### Objective
Please write out the records from the line with "Annotate the park grass" to the line with "<point>409,431</point>", every line included, adding 59 to each coordinate in the answer points while leaving the sample points in the wording unchanged. Omit the pictures.

** START OF Exercise data **

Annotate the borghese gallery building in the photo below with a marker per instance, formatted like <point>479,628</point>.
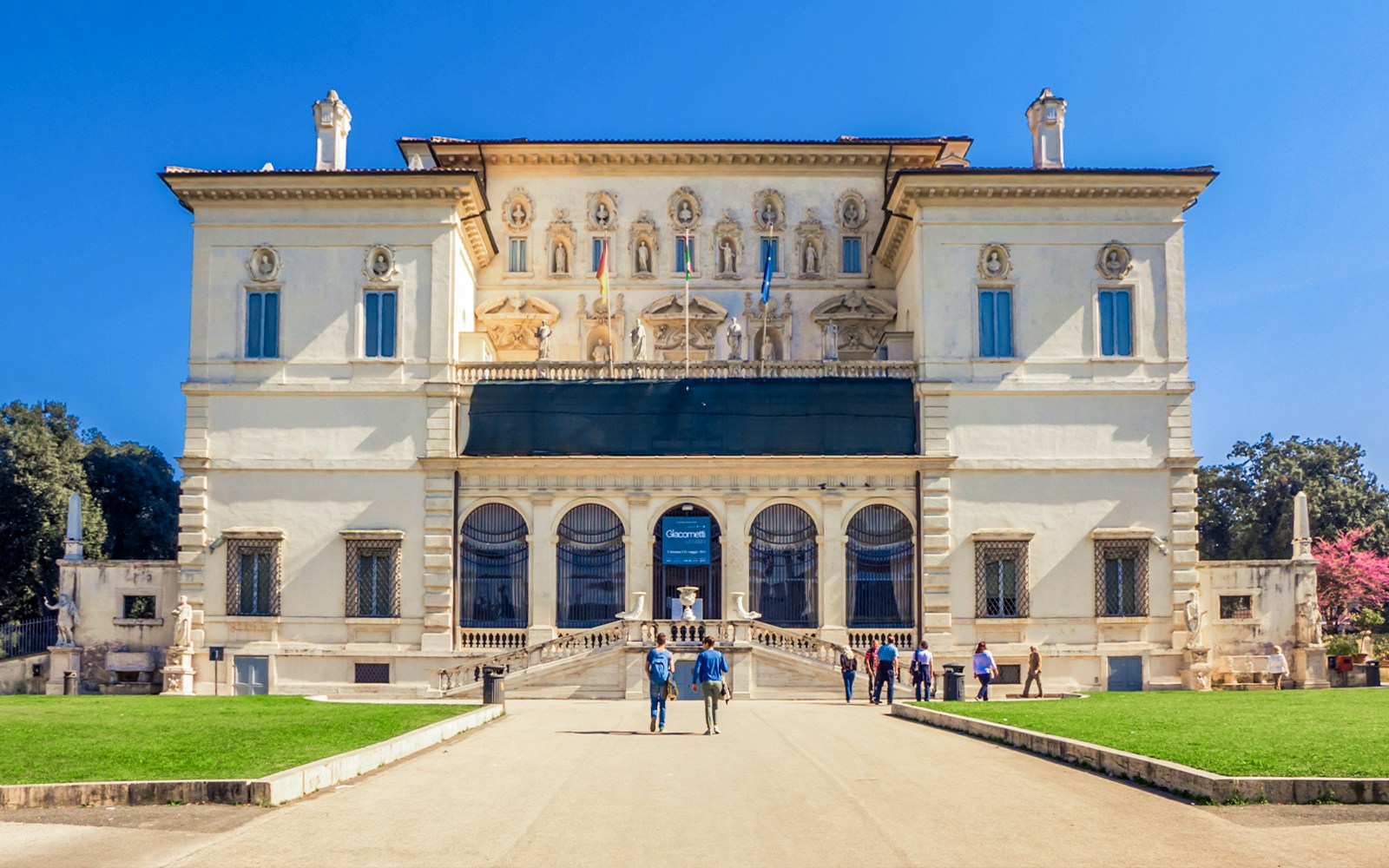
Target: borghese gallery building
<point>417,432</point>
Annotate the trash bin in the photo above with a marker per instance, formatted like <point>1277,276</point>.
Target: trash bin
<point>493,687</point>
<point>955,682</point>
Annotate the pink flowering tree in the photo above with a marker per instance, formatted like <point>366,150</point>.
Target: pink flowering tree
<point>1349,580</point>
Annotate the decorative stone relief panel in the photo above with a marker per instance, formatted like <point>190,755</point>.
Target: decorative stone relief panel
<point>1115,261</point>
<point>995,263</point>
<point>379,264</point>
<point>728,249</point>
<point>517,210</point>
<point>511,323</point>
<point>643,247</point>
<point>810,247</point>
<point>667,317</point>
<point>264,264</point>
<point>859,321</point>
<point>559,245</point>
<point>768,326</point>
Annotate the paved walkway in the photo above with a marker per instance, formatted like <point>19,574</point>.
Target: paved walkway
<point>788,784</point>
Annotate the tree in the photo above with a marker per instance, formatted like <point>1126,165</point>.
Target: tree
<point>138,495</point>
<point>41,465</point>
<point>1347,578</point>
<point>1247,506</point>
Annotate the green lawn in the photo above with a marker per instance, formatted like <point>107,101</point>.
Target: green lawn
<point>50,740</point>
<point>1340,733</point>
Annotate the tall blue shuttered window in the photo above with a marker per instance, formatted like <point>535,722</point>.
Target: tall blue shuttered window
<point>381,324</point>
<point>995,323</point>
<point>1116,323</point>
<point>261,326</point>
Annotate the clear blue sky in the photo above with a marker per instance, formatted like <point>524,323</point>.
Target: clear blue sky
<point>1287,252</point>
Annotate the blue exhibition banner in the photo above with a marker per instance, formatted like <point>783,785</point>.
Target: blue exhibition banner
<point>685,542</point>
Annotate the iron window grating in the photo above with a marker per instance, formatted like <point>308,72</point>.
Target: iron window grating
<point>238,548</point>
<point>1109,602</point>
<point>992,552</point>
<point>384,548</point>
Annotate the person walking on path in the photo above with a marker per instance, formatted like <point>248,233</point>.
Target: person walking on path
<point>1034,671</point>
<point>872,667</point>
<point>1277,667</point>
<point>921,661</point>
<point>984,670</point>
<point>849,668</point>
<point>660,664</point>
<point>708,681</point>
<point>886,671</point>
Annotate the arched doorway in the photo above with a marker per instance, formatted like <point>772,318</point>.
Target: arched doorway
<point>590,567</point>
<point>493,569</point>
<point>708,578</point>
<point>784,567</point>
<point>879,569</point>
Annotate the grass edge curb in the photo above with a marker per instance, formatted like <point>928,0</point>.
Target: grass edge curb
<point>1185,781</point>
<point>275,788</point>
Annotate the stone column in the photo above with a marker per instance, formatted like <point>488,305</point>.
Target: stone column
<point>543,578</point>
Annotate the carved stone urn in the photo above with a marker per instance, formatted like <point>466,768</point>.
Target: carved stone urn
<point>688,595</point>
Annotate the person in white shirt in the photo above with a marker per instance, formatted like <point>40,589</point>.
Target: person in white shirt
<point>1277,667</point>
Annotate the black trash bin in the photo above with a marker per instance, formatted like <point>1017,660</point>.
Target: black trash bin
<point>493,687</point>
<point>955,682</point>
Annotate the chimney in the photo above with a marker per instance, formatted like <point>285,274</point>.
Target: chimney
<point>1046,120</point>
<point>333,122</point>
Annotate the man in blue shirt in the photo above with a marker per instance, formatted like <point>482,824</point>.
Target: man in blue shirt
<point>886,671</point>
<point>708,681</point>
<point>660,664</point>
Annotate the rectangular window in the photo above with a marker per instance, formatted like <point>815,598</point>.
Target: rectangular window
<point>1236,608</point>
<point>1000,569</point>
<point>768,243</point>
<point>261,324</point>
<point>381,324</point>
<point>1116,323</point>
<point>1122,578</point>
<point>853,256</point>
<point>372,578</point>
<point>253,576</point>
<point>517,261</point>
<point>997,323</point>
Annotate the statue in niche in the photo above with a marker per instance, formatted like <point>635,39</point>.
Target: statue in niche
<point>735,340</point>
<point>830,342</point>
<point>69,618</point>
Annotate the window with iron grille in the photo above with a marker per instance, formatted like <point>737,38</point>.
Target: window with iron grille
<point>372,673</point>
<point>372,578</point>
<point>253,576</point>
<point>1000,578</point>
<point>1120,578</point>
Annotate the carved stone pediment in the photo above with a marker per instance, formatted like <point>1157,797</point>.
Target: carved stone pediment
<point>859,319</point>
<point>511,321</point>
<point>666,319</point>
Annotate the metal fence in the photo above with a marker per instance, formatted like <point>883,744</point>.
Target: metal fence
<point>32,636</point>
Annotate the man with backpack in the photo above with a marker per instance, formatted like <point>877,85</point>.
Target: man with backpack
<point>660,663</point>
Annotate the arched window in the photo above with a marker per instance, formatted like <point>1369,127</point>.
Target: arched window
<point>590,567</point>
<point>708,578</point>
<point>879,566</point>
<point>493,569</point>
<point>784,569</point>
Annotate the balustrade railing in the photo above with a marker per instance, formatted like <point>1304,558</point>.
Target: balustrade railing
<point>574,372</point>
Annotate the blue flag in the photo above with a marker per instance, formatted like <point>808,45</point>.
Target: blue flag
<point>767,275</point>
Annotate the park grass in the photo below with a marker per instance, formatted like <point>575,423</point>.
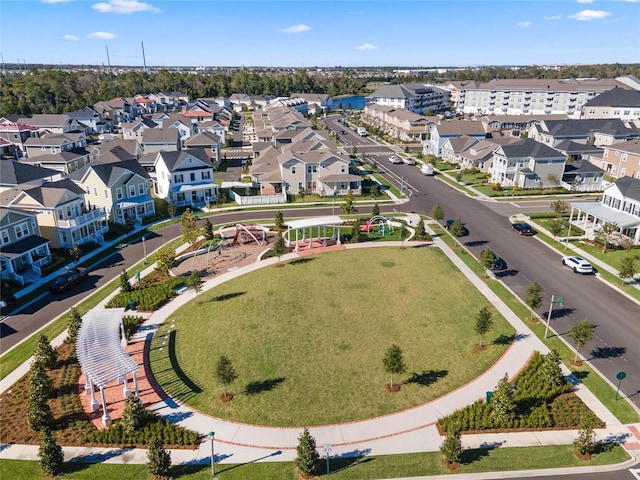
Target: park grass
<point>356,468</point>
<point>307,340</point>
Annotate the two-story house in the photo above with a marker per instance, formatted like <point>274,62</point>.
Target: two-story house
<point>121,188</point>
<point>24,251</point>
<point>62,214</point>
<point>620,205</point>
<point>526,164</point>
<point>185,177</point>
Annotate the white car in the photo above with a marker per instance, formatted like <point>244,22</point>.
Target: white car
<point>577,264</point>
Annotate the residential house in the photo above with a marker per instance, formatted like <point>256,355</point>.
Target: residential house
<point>209,142</point>
<point>161,139</point>
<point>13,173</point>
<point>121,188</point>
<point>185,177</point>
<point>622,159</point>
<point>415,97</point>
<point>64,218</point>
<point>526,164</point>
<point>622,103</point>
<point>52,123</point>
<point>620,205</point>
<point>17,134</point>
<point>441,132</point>
<point>24,251</point>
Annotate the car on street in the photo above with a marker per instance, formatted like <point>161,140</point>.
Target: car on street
<point>68,279</point>
<point>522,228</point>
<point>577,264</point>
<point>449,223</point>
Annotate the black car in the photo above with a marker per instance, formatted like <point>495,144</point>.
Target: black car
<point>449,223</point>
<point>522,228</point>
<point>68,278</point>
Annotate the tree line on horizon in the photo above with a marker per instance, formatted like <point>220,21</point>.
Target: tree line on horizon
<point>57,91</point>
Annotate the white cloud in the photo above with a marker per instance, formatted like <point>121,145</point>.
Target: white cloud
<point>365,46</point>
<point>296,28</point>
<point>590,15</point>
<point>124,7</point>
<point>102,36</point>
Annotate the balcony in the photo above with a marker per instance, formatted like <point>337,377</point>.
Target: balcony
<point>83,219</point>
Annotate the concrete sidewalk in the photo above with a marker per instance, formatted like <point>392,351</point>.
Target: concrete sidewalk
<point>409,431</point>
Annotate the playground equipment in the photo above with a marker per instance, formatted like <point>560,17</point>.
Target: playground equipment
<point>247,233</point>
<point>377,224</point>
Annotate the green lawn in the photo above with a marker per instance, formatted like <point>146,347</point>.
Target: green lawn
<point>361,468</point>
<point>307,340</point>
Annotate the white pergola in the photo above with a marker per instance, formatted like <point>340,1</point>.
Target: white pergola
<point>303,224</point>
<point>100,349</point>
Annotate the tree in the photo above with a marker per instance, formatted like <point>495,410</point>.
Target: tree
<point>533,296</point>
<point>159,463</point>
<point>607,234</point>
<point>207,229</point>
<point>75,321</point>
<point>307,458</point>
<point>451,448</point>
<point>125,286</point>
<point>628,268</point>
<point>503,405</point>
<point>487,258</point>
<point>581,333</point>
<point>189,227</point>
<point>171,209</point>
<point>559,207</point>
<point>394,362</point>
<point>484,322</point>
<point>225,373</point>
<point>279,248</point>
<point>134,415</point>
<point>75,253</point>
<point>279,221</point>
<point>45,353</point>
<point>50,453</point>
<point>348,207</point>
<point>436,212</point>
<point>166,257</point>
<point>195,282</point>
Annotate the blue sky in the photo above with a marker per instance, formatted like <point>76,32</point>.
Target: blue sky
<point>320,33</point>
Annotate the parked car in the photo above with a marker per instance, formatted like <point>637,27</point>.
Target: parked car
<point>68,279</point>
<point>522,228</point>
<point>449,223</point>
<point>578,264</point>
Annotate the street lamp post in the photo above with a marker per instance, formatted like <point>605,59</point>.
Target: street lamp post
<point>560,302</point>
<point>213,468</point>
<point>144,247</point>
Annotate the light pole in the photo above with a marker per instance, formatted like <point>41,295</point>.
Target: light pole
<point>144,247</point>
<point>327,450</point>
<point>560,302</point>
<point>213,468</point>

** END OF Exercise data **

### Task output
Annotate the park grass in the photo below with a marker per instance, formatted like <point>575,423</point>.
Target: park grass
<point>415,527</point>
<point>366,399</point>
Annotate the two-story house in the photo above with a marker per instance, formatted like <point>274,62</point>.
Target: two-story house
<point>180,247</point>
<point>83,310</point>
<point>121,273</point>
<point>679,264</point>
<point>585,223</point>
<point>244,236</point>
Annotate the white car in the photo above with a marker per instance, formatted like <point>244,22</point>.
Target: white car
<point>636,323</point>
Annotate the residential house in the photo above with a marker per instance, formatted like <point>256,355</point>.
Target: residential house
<point>268,201</point>
<point>220,198</point>
<point>72,232</point>
<point>180,247</point>
<point>244,236</point>
<point>681,218</point>
<point>474,156</point>
<point>123,277</point>
<point>585,223</point>
<point>681,162</point>
<point>111,182</point>
<point>679,264</point>
<point>76,193</point>
<point>500,191</point>
<point>83,310</point>
Annotate the car on street in the photo above with a marker per instance, formatted like <point>161,140</point>.
Target: car on street
<point>127,338</point>
<point>581,287</point>
<point>636,323</point>
<point>508,282</point>
Annotate the black car in the photo above with a marker per instance, formatted like <point>495,144</point>.
Target: black car
<point>508,282</point>
<point>581,287</point>
<point>127,337</point>
Annotate the tree line on horizon in the photo above with a marker per instance, formatted like <point>220,21</point>.
Target: tree line on horizon
<point>116,150</point>
Annotate the white cloud in the photo above with a marker per instance, formatted like <point>121,145</point>.
Target: white cloud
<point>424,105</point>
<point>355,87</point>
<point>649,74</point>
<point>183,66</point>
<point>161,95</point>
Annotate the balcony in the photo above with a marker per instance, formatted like <point>337,377</point>.
Target: balcony
<point>142,278</point>
Annotate the concrete sidewalk in the photo above with a marker per instance, formatted like <point>392,351</point>.
Target: concrete sidewalk
<point>468,490</point>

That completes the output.